━━━━━ DATA TO EXAMINE ━━━━━

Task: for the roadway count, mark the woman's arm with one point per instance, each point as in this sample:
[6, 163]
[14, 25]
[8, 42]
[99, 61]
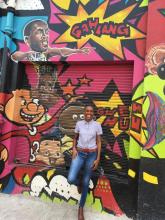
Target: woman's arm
[96, 162]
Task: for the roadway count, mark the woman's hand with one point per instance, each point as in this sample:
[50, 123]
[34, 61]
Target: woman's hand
[95, 164]
[74, 153]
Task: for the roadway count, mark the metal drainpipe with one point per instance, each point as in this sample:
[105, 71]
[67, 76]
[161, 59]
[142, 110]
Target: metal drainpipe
[9, 29]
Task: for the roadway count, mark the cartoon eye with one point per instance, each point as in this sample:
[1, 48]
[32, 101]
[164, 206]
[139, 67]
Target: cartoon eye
[74, 117]
[161, 71]
[36, 101]
[23, 102]
[82, 116]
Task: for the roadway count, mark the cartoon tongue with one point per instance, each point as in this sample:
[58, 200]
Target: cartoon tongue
[155, 121]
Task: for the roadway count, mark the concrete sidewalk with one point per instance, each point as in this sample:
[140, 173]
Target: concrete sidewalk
[18, 207]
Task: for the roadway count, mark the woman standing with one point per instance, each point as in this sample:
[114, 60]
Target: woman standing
[86, 154]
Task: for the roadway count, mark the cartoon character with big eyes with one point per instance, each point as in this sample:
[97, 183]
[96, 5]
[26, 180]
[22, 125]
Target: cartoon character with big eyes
[24, 110]
[36, 36]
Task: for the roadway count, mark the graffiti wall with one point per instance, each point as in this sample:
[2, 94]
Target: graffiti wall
[62, 56]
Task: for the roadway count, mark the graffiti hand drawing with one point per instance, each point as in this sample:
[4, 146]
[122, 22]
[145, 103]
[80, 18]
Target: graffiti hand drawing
[27, 112]
[36, 36]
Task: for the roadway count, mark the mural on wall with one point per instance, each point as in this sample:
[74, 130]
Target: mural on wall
[51, 98]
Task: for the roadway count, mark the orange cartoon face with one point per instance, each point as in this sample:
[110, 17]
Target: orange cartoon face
[23, 109]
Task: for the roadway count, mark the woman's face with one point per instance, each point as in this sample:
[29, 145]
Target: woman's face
[89, 113]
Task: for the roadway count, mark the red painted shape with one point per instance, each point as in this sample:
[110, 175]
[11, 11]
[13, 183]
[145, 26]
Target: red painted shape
[103, 191]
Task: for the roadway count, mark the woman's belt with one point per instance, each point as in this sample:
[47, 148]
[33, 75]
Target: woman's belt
[86, 150]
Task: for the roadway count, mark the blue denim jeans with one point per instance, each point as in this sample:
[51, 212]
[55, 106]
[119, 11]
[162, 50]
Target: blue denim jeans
[85, 161]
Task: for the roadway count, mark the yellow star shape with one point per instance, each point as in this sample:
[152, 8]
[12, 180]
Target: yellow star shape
[113, 45]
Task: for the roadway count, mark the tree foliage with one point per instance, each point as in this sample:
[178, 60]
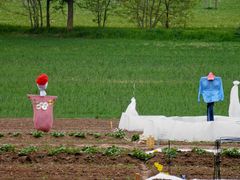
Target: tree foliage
[149, 13]
[100, 9]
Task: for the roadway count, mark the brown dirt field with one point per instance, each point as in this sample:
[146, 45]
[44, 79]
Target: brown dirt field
[98, 166]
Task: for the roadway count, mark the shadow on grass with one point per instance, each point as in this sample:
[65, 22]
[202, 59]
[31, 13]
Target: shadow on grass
[203, 34]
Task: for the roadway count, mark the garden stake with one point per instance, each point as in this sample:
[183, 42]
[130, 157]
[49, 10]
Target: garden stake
[217, 160]
[169, 158]
[150, 142]
[137, 176]
[111, 124]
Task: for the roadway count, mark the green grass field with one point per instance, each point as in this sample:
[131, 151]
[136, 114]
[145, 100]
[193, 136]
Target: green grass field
[227, 15]
[95, 77]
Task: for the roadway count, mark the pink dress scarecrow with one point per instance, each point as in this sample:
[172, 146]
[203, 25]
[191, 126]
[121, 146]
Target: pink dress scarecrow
[42, 105]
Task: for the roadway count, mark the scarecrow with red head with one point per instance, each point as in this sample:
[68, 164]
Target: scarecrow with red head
[42, 105]
[42, 82]
[210, 87]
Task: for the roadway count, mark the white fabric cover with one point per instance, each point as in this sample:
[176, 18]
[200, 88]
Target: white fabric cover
[188, 128]
[234, 106]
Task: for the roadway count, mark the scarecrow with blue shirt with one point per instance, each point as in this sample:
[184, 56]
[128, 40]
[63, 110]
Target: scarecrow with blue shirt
[210, 87]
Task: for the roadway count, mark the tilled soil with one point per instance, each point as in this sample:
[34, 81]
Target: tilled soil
[40, 165]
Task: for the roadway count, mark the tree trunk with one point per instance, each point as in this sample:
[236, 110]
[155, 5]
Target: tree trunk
[48, 14]
[70, 15]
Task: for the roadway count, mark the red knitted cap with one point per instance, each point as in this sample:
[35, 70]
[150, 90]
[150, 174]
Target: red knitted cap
[42, 79]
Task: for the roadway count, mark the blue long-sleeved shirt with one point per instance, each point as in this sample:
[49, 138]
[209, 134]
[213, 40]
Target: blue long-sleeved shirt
[211, 90]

━━━━━

• INSTRUCTIONS TO FOLLOW:
The material shown above is to be repeated verbatim, and its pictures are to be omitted.

• TASK RESPONSE:
Task: for the roadway count, mark the woman's arm with one point per instance, each point as in this sample:
[6, 163]
[14, 25]
[8, 42]
[99, 61]
Target: woman's arm
[96, 162]
Task: for the roadway count, mark the woman's hand with one point per instance, each point as in this sample:
[50, 123]
[34, 61]
Target: woman's hand
[95, 164]
[74, 153]
Task: for the roadway count, mark the metal drainpipe with one point per instance, each point as in this sample:
[105, 71]
[67, 76]
[161, 59]
[142, 110]
Target: metal drainpipe
[9, 29]
Task: for the roadway count, mark the cartoon eye with one point per instance, each point as in this sample:
[1, 48]
[32, 101]
[164, 206]
[139, 67]
Target: cartoon eye
[74, 117]
[161, 71]
[36, 101]
[23, 102]
[82, 116]
Task: for the roadway count, mark the cartoon tongue with one point per instance, each point as in this sample:
[58, 200]
Target: cartoon tongue
[155, 121]
Task: for the roadway count, mark the concrete sidewalk with one point per instance, each point as in this sample:
[140, 173]
Target: concrete sidewalk
[18, 207]
Task: for the roadway count, mark the woman standing with one point per instance, each point as in this sample:
[114, 60]
Target: woman standing
[86, 154]
Task: for the roadway count, mark the cartoon character with big eyes with one point per instance, each point as in this sample:
[97, 183]
[96, 5]
[26, 180]
[22, 125]
Target: cartoon character with big eyes
[24, 110]
[36, 36]
Task: for the roadway count, mark the graffiti wall with one point per instance, each point as in this sample:
[2, 94]
Target: graffiti wall
[62, 56]
Task: for the roadway count, mark the graffiti hand drawing with one point per instance, each point as in this sample:
[4, 146]
[122, 22]
[145, 103]
[80, 18]
Target: graffiti hand drawing
[27, 112]
[36, 36]
Task: for the roadway count, mark the mural on wall with one point per instance, each point as in this sample:
[74, 130]
Target: mural on wall
[51, 98]
Task: for the roadway count, mark the orange cartoon face with one point per instance, each point as in this sample:
[110, 17]
Target: orange cartoon face
[23, 109]
Task: for the roadway count, mark the woman's face with one point per instance, each point as in this sample:
[29, 145]
Target: woman's face
[89, 113]
Task: for the roadway count, mark the red painted shape with one point per instance, each point as in this sample:
[110, 175]
[11, 11]
[13, 183]
[145, 26]
Target: red painted shape
[103, 191]
Task: for the roadway count, mark the woman's belt with one point per instance, each point as in this sample:
[47, 148]
[33, 75]
Target: woman's belt
[86, 150]
Task: for the roadway count, mark the blue denim jeans with one point per instance, each point as in this sample:
[51, 212]
[55, 106]
[119, 11]
[162, 50]
Target: blue denim jeans
[85, 161]
Task: for the roadway count, mark the yellow star shape with one point per instance, each point as in this sample:
[152, 8]
[12, 180]
Target: yellow star shape
[113, 45]
Task: for the roadway count, mark the tree foliage with one point per instance, each point as in this sample:
[178, 60]
Target: tree foliage
[149, 13]
[100, 9]
Task: for the roadway count, mark the brown dirt field with one point per instance, each point as in this sample:
[146, 45]
[44, 79]
Target: brown dirt field
[98, 166]
Task: for the roadway count, mark the shadow on grass with one point per instance, each point as in this sample:
[65, 22]
[202, 59]
[31, 13]
Target: shadow on grass
[203, 34]
Task: for the roadway count, mark the garden stake with one point per instance, each point as in this sample:
[183, 42]
[130, 157]
[49, 10]
Target: garden stake
[217, 160]
[169, 158]
[150, 142]
[137, 176]
[111, 124]
Task: for the roadway count, mark the green grass field with one point per instance, each point as in this sample:
[131, 151]
[136, 114]
[145, 100]
[193, 136]
Target: green grass field
[227, 15]
[95, 77]
Task: for the roadway count, mark the pink dress scarecrow with one point per instance, each point as in this sample:
[172, 146]
[203, 25]
[191, 126]
[121, 146]
Target: pink dress scarecrow
[42, 105]
Task: for the roadway count, mark the scarecrow with red head with one point per instance, each point as in this sample:
[68, 164]
Target: scarecrow with red head
[42, 105]
[42, 82]
[210, 87]
Task: for the roadway count, mark the white fabric cover with one point per instance, each point as in this sample:
[176, 18]
[200, 88]
Target: white fabric cover
[188, 128]
[234, 106]
Task: for the roadway count, mark the scarecrow with blue shirt with one point per instance, each point as in this sample:
[184, 56]
[128, 40]
[63, 110]
Target: scarecrow with blue shirt
[210, 87]
Task: for the roadway count, mark the tilled soil with one point per instance, each point as in this sample:
[34, 81]
Target: tilled soil
[40, 165]
Task: for the roadway count, mark the tree trunk with one point per instance, each point as in this sample:
[236, 110]
[155, 5]
Target: tree trunk
[48, 14]
[70, 15]
Task: for the roadway count, mark the red knitted cap with one point per instance, each point as in this sample:
[35, 70]
[150, 90]
[150, 174]
Target: red knitted cap
[42, 79]
Task: for the roadway count, mark the blue long-sleeved shirt with one point per instance, each point as in this sample:
[49, 138]
[209, 134]
[213, 40]
Target: blue long-sleeved shirt
[211, 90]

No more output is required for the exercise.